***** Data supplied

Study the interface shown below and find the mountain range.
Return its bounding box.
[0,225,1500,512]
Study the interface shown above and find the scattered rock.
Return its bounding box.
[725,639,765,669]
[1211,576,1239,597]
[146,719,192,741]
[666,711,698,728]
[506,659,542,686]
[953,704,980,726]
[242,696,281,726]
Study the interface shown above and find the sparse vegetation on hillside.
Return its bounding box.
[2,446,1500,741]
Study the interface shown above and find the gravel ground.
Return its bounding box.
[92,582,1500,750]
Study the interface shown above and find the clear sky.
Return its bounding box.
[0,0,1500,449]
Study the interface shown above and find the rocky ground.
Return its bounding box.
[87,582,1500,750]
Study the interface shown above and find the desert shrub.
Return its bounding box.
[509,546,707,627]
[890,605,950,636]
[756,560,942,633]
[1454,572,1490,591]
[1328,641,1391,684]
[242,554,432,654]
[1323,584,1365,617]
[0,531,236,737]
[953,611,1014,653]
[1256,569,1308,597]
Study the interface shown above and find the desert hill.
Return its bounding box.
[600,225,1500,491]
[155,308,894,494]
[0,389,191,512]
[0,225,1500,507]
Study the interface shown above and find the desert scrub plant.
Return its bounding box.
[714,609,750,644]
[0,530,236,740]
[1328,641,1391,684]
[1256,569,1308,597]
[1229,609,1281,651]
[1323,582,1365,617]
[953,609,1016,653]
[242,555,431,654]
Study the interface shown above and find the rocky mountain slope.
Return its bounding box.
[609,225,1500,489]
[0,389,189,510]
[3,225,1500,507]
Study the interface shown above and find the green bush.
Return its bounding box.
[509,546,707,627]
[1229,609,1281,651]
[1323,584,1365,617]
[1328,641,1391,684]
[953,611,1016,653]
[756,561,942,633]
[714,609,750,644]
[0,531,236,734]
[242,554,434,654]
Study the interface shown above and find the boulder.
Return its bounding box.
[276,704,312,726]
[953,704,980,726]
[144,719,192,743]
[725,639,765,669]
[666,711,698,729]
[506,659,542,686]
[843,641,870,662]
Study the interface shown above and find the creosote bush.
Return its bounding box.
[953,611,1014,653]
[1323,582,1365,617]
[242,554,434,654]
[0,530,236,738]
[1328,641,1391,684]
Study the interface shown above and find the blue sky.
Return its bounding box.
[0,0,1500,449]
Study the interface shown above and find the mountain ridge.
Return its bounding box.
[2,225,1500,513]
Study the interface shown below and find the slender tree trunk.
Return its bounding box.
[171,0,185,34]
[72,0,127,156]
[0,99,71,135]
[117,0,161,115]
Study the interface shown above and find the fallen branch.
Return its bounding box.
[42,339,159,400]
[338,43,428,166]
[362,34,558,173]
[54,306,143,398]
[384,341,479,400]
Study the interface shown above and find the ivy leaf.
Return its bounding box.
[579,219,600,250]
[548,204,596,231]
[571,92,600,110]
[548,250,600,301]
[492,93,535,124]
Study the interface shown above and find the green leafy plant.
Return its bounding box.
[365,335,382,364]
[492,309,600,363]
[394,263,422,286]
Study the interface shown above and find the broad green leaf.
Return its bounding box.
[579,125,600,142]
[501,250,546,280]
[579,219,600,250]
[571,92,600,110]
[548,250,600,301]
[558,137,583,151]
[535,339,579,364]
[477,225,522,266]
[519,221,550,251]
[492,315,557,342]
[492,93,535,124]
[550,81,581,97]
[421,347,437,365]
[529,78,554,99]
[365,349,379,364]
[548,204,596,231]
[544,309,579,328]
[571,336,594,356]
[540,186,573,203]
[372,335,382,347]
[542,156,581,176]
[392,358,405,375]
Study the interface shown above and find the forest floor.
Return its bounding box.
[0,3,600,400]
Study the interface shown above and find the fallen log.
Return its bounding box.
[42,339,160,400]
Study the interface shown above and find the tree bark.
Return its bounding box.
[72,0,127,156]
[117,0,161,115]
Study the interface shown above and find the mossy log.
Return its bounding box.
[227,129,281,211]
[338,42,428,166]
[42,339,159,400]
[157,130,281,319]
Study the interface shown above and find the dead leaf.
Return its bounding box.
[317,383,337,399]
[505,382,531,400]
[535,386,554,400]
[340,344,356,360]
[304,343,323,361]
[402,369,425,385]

**********

◆ **Exercise description**
Arrange the lines from the one with "Study the interface shown above and find the scattered" to the one with "[0,225,1500,507]", both included, as a numbered list with any blank lines dropped.

◆ **Full solution**
1. Study the interface shown above and find the scattered rock.
2. Return its bounding box.
3. [725,639,765,669]
4. [1211,576,1239,597]
5. [146,719,192,741]
6. [666,711,698,728]
7. [506,659,542,686]
8. [953,704,980,726]
9. [242,696,281,726]
10. Study the interface shown above and find the sparse vegetation on hillside.
11. Return its bounding box.
12. [2,446,1500,741]
13. Study the interface shown above and find the gravel ground.
14. Return its bounding box.
15. [92,582,1500,750]
16. Study the interface shown above and find the clear sky.
17. Return its bounding box.
18. [0,0,1500,449]
19. Study the interface shown above and find the rocky ground.
20. Return its bounding box.
21. [87,582,1500,750]
22. Study the interface shown above and find the desert shrub.
23. Return its bounding box.
24. [509,546,707,627]
25. [890,605,950,636]
26. [756,560,942,633]
27. [1454,572,1490,591]
28. [1328,641,1391,684]
29. [242,554,432,654]
30. [1323,584,1365,617]
31. [0,531,236,737]
32. [953,611,1014,653]
33. [1256,569,1308,597]
34. Study the interface shown above and find the desert hill.
35. Return its bounding box.
36. [600,225,1500,491]
37. [155,308,894,494]
38. [0,389,191,512]
39. [0,225,1500,507]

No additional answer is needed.